EXTRAIT DU TEXTE:
____
Quelles sont les conceptions de l’être humain que reflètent ou génèrent les objets du design, déterminés par la modélisation sous-jacente à leur création ?

Anthony Masure est designer et théoricien du design, ce qui lui permet de confronter une connaissance de l’histoire et la de philosophie du design à des expériences personnelles de la pratique, des choses du design ou de la « poïétique »   du designer. Ancien étudiant du département Design de l’École Normale Supérieure de Cachan et diplômé en design de mode de l’école Duperré (Paris), il a cofondé pendant ses études l’entreprise d’accessoires de mode Molusk   . Cette expérience concrète de la création et du monde entrepreneurial (période pendant laquelle il s’est progressivement orienté vers le design d’interactions) lui permet d’avoir un point de vue décalé, par rapport au monde universitaire, dans ses participations à de nombreux projets de recherche. Très inspiré par les travaux de l’esthéticien Pierre-Damien Huyghe qui a dirigé sa thèse sur le design des programmes   , il propose un travail de théoricien de la pratique. L’essai Design et humanités numériques (2017), qui reprend et prolonge certains aspects de sa thèse, s’inscrit dans ce travail de déconstruction en proposant de révéler les déterminations imposées à la conception en design par différentes tentatives de formalisation de la recherche dans ce domaine.
____
ENTRÉES FOURNIES:
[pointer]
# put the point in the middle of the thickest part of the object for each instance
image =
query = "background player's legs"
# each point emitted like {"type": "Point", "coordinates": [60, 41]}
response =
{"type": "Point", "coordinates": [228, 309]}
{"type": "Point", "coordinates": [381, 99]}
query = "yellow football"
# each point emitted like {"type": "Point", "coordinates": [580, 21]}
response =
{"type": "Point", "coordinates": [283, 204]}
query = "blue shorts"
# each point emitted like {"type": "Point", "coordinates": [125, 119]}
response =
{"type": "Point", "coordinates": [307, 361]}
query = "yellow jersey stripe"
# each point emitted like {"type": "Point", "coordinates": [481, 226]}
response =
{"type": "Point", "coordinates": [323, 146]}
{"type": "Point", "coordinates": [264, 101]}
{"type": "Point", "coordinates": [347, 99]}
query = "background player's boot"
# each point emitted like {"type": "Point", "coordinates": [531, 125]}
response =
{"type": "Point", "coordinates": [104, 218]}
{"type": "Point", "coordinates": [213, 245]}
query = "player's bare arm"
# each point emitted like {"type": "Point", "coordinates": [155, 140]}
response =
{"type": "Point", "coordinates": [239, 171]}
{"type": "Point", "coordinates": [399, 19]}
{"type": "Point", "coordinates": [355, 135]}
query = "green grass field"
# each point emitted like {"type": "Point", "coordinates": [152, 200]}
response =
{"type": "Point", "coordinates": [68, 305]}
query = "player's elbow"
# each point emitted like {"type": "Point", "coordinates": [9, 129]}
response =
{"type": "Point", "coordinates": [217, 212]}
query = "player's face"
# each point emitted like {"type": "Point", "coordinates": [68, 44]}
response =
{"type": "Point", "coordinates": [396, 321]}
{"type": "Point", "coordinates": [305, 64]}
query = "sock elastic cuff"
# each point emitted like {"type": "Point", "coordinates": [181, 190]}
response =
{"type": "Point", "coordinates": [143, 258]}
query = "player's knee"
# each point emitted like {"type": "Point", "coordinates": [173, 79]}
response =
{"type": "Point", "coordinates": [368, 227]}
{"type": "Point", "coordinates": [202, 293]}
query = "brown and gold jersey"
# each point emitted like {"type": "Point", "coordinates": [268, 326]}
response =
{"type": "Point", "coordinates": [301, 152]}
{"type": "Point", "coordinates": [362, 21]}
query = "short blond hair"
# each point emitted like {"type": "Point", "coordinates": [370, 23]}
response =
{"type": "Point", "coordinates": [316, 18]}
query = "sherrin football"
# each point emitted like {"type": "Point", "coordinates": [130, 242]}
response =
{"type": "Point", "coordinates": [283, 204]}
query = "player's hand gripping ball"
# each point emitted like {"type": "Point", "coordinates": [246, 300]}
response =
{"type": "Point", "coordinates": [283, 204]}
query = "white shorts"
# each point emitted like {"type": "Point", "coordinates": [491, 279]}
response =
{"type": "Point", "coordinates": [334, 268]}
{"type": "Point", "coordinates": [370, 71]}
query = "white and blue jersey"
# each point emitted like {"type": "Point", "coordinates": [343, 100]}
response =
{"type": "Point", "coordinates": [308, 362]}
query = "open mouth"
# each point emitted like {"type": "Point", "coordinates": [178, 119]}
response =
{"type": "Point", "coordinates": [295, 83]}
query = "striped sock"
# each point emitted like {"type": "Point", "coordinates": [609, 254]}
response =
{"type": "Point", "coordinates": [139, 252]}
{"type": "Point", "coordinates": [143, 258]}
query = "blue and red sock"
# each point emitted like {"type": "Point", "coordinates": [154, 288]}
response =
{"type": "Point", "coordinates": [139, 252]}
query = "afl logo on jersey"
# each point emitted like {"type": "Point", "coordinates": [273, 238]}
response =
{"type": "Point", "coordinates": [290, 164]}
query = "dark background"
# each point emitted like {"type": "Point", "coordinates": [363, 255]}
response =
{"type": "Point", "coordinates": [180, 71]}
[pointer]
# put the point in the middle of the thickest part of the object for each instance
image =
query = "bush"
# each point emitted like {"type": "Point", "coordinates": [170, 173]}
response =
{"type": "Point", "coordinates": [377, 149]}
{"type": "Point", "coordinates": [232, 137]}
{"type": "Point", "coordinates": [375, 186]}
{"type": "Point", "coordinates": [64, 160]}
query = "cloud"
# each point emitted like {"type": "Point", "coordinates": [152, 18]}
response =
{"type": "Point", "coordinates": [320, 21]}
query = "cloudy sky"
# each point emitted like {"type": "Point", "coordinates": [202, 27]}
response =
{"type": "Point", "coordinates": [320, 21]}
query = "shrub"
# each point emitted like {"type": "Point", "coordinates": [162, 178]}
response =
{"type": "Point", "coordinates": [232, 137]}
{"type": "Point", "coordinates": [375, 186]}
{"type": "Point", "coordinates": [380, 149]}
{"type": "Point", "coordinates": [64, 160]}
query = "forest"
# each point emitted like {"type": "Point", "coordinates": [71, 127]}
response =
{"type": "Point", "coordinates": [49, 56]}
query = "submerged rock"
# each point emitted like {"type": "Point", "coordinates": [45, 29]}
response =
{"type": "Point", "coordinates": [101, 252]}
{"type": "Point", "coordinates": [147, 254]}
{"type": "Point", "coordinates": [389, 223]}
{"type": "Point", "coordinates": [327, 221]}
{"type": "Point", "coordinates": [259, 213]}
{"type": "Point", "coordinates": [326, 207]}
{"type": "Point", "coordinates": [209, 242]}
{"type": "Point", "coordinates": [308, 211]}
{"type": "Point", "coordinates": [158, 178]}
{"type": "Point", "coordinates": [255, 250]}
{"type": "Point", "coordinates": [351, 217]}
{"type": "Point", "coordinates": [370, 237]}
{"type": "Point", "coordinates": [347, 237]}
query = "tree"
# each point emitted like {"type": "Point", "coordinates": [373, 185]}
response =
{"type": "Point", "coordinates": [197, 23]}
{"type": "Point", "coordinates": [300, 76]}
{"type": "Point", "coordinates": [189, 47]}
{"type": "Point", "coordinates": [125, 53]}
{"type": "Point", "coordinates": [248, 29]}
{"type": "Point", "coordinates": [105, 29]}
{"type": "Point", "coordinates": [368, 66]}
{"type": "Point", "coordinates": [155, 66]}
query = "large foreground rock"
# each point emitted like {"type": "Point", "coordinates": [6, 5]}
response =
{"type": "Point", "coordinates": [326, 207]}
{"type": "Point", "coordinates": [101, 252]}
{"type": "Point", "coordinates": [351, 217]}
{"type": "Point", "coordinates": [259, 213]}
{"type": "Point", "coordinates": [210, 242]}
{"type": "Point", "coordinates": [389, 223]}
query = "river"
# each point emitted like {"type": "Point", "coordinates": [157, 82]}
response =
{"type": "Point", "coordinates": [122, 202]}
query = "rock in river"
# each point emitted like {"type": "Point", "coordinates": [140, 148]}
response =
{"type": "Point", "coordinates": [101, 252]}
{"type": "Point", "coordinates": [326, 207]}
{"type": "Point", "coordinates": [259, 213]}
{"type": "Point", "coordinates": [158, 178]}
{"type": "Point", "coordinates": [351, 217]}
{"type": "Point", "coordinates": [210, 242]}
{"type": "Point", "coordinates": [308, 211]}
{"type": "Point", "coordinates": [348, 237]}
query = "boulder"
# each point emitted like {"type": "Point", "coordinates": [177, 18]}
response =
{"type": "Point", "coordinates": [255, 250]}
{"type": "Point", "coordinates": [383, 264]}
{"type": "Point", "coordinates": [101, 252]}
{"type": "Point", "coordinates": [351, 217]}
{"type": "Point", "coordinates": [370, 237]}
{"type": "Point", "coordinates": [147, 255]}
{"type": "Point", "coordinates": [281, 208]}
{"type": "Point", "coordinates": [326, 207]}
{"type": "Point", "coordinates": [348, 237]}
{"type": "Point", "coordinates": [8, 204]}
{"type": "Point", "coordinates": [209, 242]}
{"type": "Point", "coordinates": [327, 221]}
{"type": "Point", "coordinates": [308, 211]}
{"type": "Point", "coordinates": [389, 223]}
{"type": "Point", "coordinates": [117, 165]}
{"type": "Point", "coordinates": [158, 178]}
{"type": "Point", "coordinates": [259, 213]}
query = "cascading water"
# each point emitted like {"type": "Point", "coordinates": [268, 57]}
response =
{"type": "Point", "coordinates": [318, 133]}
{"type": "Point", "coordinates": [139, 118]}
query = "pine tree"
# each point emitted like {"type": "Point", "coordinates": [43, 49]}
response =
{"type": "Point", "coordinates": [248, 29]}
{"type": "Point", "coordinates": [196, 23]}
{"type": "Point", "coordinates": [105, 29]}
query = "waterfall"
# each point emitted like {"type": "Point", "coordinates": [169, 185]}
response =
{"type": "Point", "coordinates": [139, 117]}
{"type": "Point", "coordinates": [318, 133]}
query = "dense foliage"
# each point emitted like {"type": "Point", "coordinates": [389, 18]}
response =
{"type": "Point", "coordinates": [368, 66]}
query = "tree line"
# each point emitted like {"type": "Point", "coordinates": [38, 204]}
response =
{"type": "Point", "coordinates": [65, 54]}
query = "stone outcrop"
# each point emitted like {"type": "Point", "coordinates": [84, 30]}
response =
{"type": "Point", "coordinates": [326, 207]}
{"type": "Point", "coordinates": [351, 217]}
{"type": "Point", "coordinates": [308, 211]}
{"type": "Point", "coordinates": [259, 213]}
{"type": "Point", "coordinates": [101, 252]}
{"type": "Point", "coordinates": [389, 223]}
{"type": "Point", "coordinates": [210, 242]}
____
CONSIGNE 1: Selon l'extrait du texte, quelle entreprise Anthony Masure a-t-il cofondée pendant ses études ?
CONSIGNE 2: Relevez chaque ligne des entrées contenant la chaîne « player ». La casse doit être respectée.

RÉPONSE COMPLÈTE 1: L'entreprise d'accessoires de mode Molusk.

RÉPONSE COMPLÈTE 2:
query = "background player's legs"
query = "background player's boot"
query = "player's bare arm"
query = "player's elbow"
query = "player's face"
query = "player's knee"
query = "player's hand gripping ball"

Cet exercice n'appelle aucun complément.